* WORK TO DO
Locate every line in the data below that contains the string "caboose", and copy each of those lines in full.

(Stored records)

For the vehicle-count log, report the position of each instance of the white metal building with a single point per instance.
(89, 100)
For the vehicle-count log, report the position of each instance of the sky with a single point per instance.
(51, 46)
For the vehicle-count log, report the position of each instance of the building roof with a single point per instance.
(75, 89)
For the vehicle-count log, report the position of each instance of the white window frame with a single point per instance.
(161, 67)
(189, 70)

...

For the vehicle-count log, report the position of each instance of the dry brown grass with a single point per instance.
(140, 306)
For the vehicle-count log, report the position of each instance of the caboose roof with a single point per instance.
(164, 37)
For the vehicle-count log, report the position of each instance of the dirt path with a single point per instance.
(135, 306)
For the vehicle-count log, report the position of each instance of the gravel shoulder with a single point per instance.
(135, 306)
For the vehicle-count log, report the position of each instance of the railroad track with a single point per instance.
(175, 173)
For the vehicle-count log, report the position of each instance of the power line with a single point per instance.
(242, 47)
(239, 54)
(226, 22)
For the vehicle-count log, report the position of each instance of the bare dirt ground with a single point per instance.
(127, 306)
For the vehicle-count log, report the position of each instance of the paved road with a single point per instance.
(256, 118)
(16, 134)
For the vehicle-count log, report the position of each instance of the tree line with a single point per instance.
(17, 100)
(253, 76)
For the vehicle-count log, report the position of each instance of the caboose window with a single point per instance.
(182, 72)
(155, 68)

==

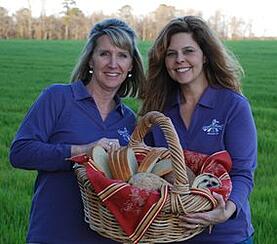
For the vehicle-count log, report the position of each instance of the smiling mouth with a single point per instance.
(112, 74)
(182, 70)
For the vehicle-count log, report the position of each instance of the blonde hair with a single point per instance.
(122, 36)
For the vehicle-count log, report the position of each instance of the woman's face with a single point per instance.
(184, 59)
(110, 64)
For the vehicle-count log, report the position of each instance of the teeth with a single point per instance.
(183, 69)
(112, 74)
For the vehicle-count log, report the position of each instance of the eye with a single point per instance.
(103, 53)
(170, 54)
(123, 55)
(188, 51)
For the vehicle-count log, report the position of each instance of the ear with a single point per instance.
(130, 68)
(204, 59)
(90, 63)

* IN RESPONSE
For the vehicle-count log, report the position of each instance of the caboose roof with a single point per instance.
For the vehicle-count log, report the position of each instance of the caboose window with a single point per instance.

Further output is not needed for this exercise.